> **RECORD EXTRACTS**:
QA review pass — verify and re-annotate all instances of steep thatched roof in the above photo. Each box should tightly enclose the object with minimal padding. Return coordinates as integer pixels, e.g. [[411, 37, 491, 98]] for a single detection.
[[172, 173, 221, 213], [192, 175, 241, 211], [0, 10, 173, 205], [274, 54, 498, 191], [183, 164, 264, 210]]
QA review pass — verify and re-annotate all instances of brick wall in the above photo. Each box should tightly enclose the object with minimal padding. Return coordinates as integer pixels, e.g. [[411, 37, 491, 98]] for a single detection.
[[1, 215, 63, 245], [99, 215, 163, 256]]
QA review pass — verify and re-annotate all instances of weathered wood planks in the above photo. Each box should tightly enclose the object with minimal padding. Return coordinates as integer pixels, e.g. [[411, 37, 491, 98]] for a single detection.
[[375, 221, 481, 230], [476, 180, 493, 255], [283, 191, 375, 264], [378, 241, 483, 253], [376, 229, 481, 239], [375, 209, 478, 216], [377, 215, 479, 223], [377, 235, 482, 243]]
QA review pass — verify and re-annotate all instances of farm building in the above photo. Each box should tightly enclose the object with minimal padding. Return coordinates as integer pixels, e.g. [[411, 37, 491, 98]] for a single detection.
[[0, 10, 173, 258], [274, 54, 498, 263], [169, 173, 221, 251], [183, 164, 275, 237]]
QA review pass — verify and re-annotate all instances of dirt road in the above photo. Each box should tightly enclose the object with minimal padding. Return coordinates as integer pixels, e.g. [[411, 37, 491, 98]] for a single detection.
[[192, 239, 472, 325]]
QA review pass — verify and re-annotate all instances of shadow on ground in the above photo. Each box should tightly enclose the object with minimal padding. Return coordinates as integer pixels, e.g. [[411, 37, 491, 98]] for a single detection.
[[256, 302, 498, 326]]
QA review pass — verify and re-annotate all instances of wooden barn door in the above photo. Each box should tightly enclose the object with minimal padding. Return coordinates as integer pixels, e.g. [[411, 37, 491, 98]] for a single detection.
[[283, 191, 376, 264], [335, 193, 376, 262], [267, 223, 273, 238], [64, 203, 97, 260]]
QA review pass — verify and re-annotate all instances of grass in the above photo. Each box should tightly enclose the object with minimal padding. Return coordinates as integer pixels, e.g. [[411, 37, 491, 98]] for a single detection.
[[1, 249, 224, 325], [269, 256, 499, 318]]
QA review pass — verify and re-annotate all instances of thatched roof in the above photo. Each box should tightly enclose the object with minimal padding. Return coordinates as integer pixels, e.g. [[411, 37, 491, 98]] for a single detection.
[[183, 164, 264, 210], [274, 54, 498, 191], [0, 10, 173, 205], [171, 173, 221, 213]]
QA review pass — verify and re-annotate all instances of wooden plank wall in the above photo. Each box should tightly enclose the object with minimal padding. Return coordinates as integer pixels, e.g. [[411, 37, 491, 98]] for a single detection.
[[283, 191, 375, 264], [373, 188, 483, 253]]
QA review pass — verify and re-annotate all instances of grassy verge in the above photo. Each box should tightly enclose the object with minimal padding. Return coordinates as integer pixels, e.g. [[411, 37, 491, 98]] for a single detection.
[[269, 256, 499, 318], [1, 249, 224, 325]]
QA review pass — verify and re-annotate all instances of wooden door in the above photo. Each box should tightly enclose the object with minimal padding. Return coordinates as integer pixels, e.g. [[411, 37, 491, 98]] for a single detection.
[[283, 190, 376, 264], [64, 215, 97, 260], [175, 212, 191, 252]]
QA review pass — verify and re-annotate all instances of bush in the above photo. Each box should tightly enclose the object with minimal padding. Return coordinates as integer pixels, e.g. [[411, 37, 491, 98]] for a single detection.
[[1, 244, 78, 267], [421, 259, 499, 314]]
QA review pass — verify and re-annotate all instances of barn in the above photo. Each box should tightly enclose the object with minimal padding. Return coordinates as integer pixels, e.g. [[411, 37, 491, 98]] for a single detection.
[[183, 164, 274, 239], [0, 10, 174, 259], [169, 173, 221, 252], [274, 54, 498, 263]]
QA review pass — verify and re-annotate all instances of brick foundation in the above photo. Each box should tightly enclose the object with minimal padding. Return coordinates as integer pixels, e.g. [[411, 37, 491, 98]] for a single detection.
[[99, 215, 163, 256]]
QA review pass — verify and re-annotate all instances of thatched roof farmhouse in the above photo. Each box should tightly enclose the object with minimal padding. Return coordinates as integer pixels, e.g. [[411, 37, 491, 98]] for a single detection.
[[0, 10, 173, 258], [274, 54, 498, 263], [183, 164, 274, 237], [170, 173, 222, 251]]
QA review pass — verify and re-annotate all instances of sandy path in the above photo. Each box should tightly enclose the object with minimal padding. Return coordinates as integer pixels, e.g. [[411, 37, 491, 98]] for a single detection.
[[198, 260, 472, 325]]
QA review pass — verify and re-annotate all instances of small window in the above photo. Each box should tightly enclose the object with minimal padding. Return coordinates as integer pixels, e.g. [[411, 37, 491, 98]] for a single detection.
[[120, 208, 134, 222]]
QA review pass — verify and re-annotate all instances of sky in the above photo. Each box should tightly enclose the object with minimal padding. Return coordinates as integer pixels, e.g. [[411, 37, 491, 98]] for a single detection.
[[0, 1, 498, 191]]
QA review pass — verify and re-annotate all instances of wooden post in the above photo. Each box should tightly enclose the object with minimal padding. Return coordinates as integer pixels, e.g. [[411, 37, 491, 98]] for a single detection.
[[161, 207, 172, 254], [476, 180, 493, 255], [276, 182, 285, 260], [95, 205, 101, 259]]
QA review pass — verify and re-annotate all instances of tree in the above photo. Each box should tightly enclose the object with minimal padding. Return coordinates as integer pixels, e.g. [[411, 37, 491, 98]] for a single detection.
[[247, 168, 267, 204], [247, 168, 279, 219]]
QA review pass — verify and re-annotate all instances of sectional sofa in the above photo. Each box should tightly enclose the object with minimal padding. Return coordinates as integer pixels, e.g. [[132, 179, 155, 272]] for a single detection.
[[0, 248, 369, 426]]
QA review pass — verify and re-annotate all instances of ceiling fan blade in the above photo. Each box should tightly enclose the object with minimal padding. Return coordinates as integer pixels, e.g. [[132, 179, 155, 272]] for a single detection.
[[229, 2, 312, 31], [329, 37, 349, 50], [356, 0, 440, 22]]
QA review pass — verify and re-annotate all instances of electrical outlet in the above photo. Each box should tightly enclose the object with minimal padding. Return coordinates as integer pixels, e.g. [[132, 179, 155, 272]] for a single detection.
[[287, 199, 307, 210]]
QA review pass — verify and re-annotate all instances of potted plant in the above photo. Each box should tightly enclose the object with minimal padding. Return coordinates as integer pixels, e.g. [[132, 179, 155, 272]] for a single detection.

> **PROMPT**: Keep only the lines from the one containing "instances of electrical" to the end of the entries, and repeat them exactly.

> **SOLUTION**:
QA review pass — verify and re-annotate all instances of electrical outlet in the above photo. Each box should tightly enclose the object with minimal padding. Return coordinates as integer pixels, e.g. [[132, 179, 155, 272]] for a single detection.
[[287, 199, 307, 210]]
QA review pass — verify and re-annotate all instances of potted plant in the above photo. Each box should tightly enclose the object with minimal padding. Return coordinates as integer pixels, e.g. [[132, 179, 155, 272]] for a single detection.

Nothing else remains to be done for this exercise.